CONSIGNES.
1/ Dans le texte sur les relations entre la France et l'Algérie, recopiez le passage de "Dans une logique" à "rendre à Alger." en substituant "soixantième anniversaire" à "60ème anniversaire".
2/ D'après le texte sur les relations entre la France et l'Algérie, depuis quelle année existe l'accord entre la Sonatrach et ENGIE ?

TEXTE CITÉ.
────────

Depuis la réélection d’Emmanuel Macron pour un second mandat, le 24 avril, Alger n’a cessé de faire des appels du pied au président Français. Ainsi, le lendemain de l’officialisation des résultats de la Présidentielle française, le président Tebboune félicitait Emmanuel Macron et l’invitait en Algérie.
Depuis la réélection d’Emanuel Macron, les deux Présidents Macron et Tebboune ont compris que le contexte régional et international exige plus de pragmatisme. Oubliée la brouille provoquée par le président français, voici un an, par ses confidences hostiles au système politico-militaire algérien accusé d’entretenir une « rente mémorielle ». L’ire du locataire de l’Elysée, confronté à un échec politique face à la junte de Bamako, avait été provoquée par la découverte qu’Alger autorisait discrètement les mercenaires russes de Wagner à accéder au nord du Mali alors que les troupes françaises opéraient un retrait tactique de leurs bases au Mali. Emmanuel Macron qui croyait, tout comme son désastreux ministre des Affaires Etrangères d’alors, Jean Yves Le Drian, avoir réussi à sous traiter le dossier malien aux Algériens, avait ressenti les discrets arrangements entre Alger et Moscou comme une trahison.
D’où la saillie du Président français contre le pouvoir algérien, relayée par le journal « le Monde », lors d’un déjeuner organisé officiellement pour trouver le chemin d’un apaisement mémoriel entre les deux pays!
Dans une logique désormais d’apaisement et avec l’obsession de sécuriser l’approvisionnement gazier des Français, Emmanuel Macron a adressé, le 5 juillet dernier, un message « d’amitié et de solidarité » à son homologue algérien et au peuple algérien à l’occasion du 60ème anniversaire de l’indépendance, tout en répondant favorablement à l’invitation de se rendre à Alger.
Un accord en vue sur le Gaz
Après la détérioration des relations avec l’Espagne sur la question du Gaz, Alger montre un besoin de maintenir un lien avec l’Europe via la France. C’est dans ce sillage que la compagnie nationale des Hydrocarbures, la Sonatrach, a signé une nouvelle monture de l’accord, existant depuis 2011, avec le groupe énergétique français ENGIE portant sur l’achat et la vente de gaz naturel à travers le Medgaz. Avec le conflit Ukrainien, la France comme l’Italie souhaitent sauvegarder un approvisionnement émergétique à partir de l’automne prochain. L’accord tend à « définir le prix de vente contractuel applicable sur une période de 3 ans allant jusqu’à 2024, pour prendre en compte les conditions du marché », a fait savoir la compagnie nationale algérienne.

────────

[Données d'identification de lieux]
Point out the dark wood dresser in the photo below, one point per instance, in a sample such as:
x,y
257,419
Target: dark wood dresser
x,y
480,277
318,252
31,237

────────

RÉPONSES PAR ORDRE.
1/
Dans une logique désormais d’apaisement et avec l’obsession de sécuriser l’approvisionnement gazier des Français, Emmanuel Macron a adressé, le 5 juillet dernier, un message « d’amitié et de solidarité » à son homologue algérien et au peuple algérien à l’occasion du soixantième anniversaire de l’indépendance, tout en répondant favorablement à l’invitation de se rendre à Alger.

2/ Depuis 2011.